Filter the records below down to the lines containing the word "Expected", and copy each of those lines in full, in the order they appear.

━━ Dataset excerpts ━━

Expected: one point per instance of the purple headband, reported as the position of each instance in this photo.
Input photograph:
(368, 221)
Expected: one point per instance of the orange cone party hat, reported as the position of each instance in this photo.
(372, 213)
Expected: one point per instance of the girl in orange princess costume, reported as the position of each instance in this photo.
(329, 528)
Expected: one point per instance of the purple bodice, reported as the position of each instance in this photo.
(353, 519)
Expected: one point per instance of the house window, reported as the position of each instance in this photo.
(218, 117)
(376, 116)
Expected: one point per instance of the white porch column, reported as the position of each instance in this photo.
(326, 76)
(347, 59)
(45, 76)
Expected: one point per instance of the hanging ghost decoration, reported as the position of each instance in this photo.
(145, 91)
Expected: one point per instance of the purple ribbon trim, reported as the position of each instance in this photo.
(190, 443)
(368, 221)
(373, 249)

━━━
━━ Dataset excerpts ━━

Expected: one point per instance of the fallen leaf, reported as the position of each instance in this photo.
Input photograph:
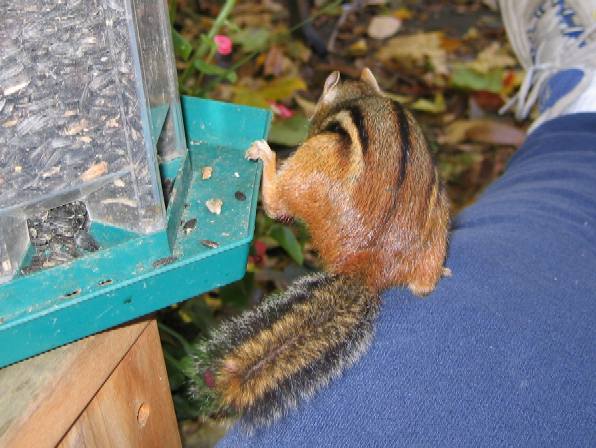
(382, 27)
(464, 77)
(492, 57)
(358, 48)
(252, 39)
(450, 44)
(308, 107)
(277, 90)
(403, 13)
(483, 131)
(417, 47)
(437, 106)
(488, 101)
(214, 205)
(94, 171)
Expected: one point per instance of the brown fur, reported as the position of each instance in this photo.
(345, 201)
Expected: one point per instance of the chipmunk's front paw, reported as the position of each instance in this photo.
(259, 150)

━━━

• **Written solution**:
Expected: one point per instance of the purple headband, reported as the position of each instance in this photo.
Expected: one point per instance of the orange cone party hat, reported as the position of each instance in this photo.
Expected: one point per instance of the girl in orange princess costume, reported as the position of each instance in this photo.
Expected: one point per instance of the purple bodice, reported as the position of each instance in this photo.
Expected: one point per instance of the house window, reported as the position of each instance in this photo.
Expected: one point per instance of the white porch column, reported as the position of each instance in this photo.
Expected: one point per instance of the hanging ghost decoration, reported as the position of each instance in this photo.
Expected: one point per instance of the purple ribbon trim, reported as the position of each instance in this photo.
Expected: one point per instance of the fallen leaf, reported as the position of each instance in this photo.
Expected: one point per instance of the brown fur, reported as the position of each instance in this photo.
Expected: one point per instance of the chipmunk's front paw, reported as the position of each instance in this photo.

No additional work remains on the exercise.